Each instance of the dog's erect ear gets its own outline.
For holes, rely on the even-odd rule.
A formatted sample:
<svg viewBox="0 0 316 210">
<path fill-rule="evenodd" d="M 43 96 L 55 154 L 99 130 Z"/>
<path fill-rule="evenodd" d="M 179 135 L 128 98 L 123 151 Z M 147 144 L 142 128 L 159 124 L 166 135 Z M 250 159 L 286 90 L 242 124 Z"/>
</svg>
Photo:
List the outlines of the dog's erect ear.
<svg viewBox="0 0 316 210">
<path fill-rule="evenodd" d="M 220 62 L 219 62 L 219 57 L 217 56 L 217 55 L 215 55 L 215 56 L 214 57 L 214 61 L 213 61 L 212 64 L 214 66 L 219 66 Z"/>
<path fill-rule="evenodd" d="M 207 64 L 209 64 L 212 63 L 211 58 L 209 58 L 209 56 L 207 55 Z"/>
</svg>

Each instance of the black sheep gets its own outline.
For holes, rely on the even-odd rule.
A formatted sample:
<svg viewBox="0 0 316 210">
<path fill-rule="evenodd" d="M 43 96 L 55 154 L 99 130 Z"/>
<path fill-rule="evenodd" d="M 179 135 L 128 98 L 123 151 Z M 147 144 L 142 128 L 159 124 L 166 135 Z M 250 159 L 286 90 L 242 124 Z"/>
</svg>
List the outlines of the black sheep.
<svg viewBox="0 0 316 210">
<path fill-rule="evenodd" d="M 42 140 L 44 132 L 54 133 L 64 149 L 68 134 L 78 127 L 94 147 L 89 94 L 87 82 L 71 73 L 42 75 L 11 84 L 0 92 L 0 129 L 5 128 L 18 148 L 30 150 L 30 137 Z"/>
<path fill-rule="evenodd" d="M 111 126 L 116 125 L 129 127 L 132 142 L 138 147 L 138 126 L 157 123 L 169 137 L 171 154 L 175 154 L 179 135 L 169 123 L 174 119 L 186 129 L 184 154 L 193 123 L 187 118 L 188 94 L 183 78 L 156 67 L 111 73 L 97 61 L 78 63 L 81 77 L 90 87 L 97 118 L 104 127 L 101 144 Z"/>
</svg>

◇ ◇ ◇ ◇ ◇ ◇ ◇

__What is expected__: Update all the items above by changing every "even-odd rule" to "even-odd fill rule", and keep everything else the same.

__Result__:
Each instance of the dog's erect ear gets its own outline.
For holes, rely on the even-odd fill rule.
A formatted sample:
<svg viewBox="0 0 316 210">
<path fill-rule="evenodd" d="M 43 96 L 55 154 L 99 130 Z"/>
<path fill-rule="evenodd" d="M 179 135 L 128 98 L 123 151 Z M 147 144 L 142 128 L 159 124 L 166 135 Z M 250 159 L 286 90 L 242 124 Z"/>
</svg>
Photo:
List the outlines of the dog's erect ear.
<svg viewBox="0 0 316 210">
<path fill-rule="evenodd" d="M 220 62 L 219 62 L 219 57 L 217 56 L 217 55 L 215 55 L 215 56 L 214 57 L 214 61 L 213 61 L 212 64 L 214 66 L 219 66 Z"/>
<path fill-rule="evenodd" d="M 207 64 L 209 64 L 212 63 L 211 58 L 209 58 L 209 56 L 207 55 Z"/>
</svg>

Each instance of the black sheep gets its own outline.
For holes, rely on the even-odd fill rule.
A formatted sample:
<svg viewBox="0 0 316 210">
<path fill-rule="evenodd" d="M 43 96 L 55 154 L 99 130 Z"/>
<path fill-rule="evenodd" d="M 179 135 L 128 98 L 123 151 Z M 147 144 L 142 128 L 159 124 L 166 135 Z M 250 159 L 286 90 L 242 124 Z"/>
</svg>
List the outlines of the black sheep.
<svg viewBox="0 0 316 210">
<path fill-rule="evenodd" d="M 42 140 L 44 132 L 54 133 L 64 149 L 68 134 L 78 127 L 94 147 L 89 94 L 87 82 L 71 73 L 42 75 L 11 84 L 0 92 L 0 129 L 5 128 L 18 148 L 30 150 L 30 137 Z"/>
<path fill-rule="evenodd" d="M 111 126 L 116 125 L 129 127 L 132 142 L 138 147 L 138 126 L 157 123 L 169 137 L 171 154 L 175 154 L 179 135 L 169 123 L 174 119 L 186 129 L 184 154 L 193 123 L 187 118 L 188 94 L 183 78 L 156 67 L 111 73 L 97 61 L 78 63 L 81 77 L 90 87 L 97 118 L 104 127 L 101 144 Z"/>
</svg>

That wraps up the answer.